===== DATA ROWS =====

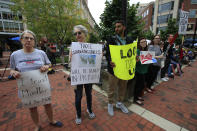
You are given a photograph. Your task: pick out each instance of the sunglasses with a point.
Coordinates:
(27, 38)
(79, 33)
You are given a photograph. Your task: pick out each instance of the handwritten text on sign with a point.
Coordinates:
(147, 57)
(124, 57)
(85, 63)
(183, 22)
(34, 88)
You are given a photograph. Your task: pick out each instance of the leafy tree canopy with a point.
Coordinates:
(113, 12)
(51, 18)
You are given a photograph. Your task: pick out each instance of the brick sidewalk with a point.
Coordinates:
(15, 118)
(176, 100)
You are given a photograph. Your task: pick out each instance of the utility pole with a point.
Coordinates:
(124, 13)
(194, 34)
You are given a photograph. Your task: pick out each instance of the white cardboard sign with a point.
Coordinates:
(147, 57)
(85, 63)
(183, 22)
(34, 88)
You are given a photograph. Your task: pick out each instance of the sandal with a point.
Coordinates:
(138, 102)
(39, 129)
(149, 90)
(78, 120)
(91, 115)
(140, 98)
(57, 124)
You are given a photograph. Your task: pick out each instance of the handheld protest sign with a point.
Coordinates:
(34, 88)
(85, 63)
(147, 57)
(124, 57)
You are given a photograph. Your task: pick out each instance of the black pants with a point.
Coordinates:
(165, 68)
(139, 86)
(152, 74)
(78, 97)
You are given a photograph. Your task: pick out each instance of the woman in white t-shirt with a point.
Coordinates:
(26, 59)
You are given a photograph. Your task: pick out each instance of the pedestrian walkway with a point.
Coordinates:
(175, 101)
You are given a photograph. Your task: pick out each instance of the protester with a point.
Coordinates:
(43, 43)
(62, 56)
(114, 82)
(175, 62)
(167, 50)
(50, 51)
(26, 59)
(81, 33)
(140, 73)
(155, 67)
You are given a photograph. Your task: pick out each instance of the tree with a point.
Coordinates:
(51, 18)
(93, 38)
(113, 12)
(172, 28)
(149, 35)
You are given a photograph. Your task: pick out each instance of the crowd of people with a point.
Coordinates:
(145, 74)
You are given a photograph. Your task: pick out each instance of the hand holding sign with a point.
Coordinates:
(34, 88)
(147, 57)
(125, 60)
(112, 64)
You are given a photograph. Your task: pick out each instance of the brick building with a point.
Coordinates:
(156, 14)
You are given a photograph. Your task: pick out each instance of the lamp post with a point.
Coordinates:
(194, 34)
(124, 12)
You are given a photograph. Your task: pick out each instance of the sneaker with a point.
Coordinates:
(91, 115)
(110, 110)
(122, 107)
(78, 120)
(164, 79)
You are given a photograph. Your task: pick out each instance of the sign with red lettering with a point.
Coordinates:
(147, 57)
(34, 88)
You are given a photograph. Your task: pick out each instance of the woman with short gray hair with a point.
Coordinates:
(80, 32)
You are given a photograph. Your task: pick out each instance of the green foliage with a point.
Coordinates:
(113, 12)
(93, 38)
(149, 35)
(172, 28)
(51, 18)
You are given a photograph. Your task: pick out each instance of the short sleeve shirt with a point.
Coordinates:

=====
===== DATA ROWS =====

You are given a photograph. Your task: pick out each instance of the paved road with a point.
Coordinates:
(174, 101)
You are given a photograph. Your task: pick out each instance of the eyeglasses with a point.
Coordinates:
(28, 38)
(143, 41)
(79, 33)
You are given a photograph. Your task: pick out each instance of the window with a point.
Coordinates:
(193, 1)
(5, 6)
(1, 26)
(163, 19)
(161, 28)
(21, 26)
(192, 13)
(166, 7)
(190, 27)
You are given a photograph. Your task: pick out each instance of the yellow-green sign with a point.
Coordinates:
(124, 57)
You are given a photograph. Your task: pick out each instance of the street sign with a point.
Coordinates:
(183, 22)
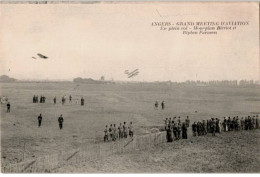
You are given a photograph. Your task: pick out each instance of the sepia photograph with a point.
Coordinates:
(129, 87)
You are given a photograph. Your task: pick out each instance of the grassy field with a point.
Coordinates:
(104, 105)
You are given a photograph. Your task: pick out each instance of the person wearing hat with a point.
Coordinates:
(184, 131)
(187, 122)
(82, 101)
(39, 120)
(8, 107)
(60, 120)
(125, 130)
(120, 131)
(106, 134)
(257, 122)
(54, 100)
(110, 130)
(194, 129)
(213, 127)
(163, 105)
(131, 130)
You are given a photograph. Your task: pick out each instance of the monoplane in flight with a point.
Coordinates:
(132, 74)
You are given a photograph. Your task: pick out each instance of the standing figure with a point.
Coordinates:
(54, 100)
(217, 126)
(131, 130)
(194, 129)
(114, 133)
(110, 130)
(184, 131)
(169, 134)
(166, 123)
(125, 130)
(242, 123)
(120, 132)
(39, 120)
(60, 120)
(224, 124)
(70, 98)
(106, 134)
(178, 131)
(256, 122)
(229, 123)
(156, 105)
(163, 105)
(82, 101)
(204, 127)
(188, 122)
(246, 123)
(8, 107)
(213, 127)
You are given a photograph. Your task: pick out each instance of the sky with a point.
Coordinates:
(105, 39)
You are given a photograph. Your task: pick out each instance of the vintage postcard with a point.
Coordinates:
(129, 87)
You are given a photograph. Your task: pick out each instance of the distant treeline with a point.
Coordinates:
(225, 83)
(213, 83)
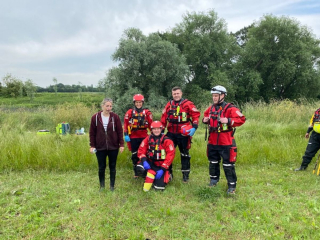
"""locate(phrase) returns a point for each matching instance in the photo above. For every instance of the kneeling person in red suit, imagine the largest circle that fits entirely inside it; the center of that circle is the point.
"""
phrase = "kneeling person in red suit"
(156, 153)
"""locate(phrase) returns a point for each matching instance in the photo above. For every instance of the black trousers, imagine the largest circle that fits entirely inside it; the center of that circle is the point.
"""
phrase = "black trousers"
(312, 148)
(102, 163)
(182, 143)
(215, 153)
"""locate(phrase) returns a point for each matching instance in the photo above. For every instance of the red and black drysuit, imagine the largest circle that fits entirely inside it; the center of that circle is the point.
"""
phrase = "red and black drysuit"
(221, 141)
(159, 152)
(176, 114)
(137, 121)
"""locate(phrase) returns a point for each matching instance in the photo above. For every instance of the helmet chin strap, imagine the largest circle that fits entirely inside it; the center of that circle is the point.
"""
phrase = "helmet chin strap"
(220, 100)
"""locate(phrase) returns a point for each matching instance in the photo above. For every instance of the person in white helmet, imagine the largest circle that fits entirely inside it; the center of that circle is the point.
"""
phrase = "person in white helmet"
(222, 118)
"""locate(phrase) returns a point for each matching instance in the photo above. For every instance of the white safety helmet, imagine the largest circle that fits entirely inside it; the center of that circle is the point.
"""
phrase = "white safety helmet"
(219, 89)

=====
===== DATA ROWS =====

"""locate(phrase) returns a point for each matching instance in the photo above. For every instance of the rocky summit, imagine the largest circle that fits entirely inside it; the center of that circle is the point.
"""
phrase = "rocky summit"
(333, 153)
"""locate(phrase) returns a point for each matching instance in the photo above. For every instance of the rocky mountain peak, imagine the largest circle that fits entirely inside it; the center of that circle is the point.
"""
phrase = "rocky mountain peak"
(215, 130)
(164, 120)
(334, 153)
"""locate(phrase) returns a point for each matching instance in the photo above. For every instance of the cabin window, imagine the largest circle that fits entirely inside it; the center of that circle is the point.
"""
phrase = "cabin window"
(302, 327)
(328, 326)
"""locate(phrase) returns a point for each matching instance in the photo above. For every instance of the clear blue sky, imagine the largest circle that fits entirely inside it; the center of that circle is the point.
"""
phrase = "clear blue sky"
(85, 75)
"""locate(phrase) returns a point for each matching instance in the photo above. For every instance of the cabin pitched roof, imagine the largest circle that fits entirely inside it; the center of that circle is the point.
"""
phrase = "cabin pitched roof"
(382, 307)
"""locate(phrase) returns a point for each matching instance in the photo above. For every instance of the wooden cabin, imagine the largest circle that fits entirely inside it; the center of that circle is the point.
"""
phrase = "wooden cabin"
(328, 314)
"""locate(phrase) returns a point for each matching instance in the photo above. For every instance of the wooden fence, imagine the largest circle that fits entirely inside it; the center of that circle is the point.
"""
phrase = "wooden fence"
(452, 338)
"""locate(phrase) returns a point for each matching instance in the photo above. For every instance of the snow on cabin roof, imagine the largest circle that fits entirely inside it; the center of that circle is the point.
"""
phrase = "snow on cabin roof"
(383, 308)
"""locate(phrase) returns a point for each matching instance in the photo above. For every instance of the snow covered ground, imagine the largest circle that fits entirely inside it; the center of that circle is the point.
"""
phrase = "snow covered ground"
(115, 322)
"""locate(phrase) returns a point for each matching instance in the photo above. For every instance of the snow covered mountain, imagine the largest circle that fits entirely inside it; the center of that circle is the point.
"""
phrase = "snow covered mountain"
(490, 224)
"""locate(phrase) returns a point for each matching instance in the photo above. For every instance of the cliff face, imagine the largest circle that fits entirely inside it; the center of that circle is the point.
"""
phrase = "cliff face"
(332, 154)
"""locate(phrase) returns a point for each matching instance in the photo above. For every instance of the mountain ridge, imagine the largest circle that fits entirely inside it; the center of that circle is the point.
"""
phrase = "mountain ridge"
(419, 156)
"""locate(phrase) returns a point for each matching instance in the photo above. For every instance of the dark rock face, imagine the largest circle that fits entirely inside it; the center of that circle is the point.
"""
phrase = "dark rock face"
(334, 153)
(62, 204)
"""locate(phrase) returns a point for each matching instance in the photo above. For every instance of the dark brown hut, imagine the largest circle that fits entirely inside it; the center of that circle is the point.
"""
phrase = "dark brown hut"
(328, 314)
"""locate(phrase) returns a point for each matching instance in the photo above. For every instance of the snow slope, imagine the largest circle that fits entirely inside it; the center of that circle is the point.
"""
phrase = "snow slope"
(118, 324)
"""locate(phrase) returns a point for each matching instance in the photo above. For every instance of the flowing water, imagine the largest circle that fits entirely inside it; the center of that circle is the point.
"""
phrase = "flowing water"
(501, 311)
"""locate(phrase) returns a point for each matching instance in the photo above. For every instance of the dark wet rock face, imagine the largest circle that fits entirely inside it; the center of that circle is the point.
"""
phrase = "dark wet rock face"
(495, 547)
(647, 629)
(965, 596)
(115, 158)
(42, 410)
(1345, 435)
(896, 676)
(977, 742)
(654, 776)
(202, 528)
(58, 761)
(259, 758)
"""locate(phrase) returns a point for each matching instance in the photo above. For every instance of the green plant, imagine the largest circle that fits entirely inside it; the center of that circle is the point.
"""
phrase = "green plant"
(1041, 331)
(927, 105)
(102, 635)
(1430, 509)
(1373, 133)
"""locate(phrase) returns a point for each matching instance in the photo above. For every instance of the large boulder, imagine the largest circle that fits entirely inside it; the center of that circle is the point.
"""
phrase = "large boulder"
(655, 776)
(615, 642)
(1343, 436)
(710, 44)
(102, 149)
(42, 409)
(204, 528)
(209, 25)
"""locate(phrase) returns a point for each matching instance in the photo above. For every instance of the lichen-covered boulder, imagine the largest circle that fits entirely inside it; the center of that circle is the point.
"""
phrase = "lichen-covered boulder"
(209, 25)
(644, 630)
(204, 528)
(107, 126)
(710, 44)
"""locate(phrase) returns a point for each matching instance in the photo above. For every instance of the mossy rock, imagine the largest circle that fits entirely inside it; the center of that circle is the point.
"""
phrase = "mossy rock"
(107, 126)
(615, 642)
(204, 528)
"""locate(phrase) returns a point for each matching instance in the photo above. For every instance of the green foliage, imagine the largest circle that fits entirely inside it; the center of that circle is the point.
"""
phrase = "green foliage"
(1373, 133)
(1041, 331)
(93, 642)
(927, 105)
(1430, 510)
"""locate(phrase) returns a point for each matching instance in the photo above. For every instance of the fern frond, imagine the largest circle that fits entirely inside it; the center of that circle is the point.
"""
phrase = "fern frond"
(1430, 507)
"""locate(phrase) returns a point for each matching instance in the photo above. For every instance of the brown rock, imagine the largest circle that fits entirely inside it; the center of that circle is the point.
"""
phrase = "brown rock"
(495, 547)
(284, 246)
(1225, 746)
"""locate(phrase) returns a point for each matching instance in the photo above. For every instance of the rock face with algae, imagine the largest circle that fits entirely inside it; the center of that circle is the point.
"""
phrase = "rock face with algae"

=====

Please count the lines in the listing above that contain the string "clear", and reply with that number alone.

2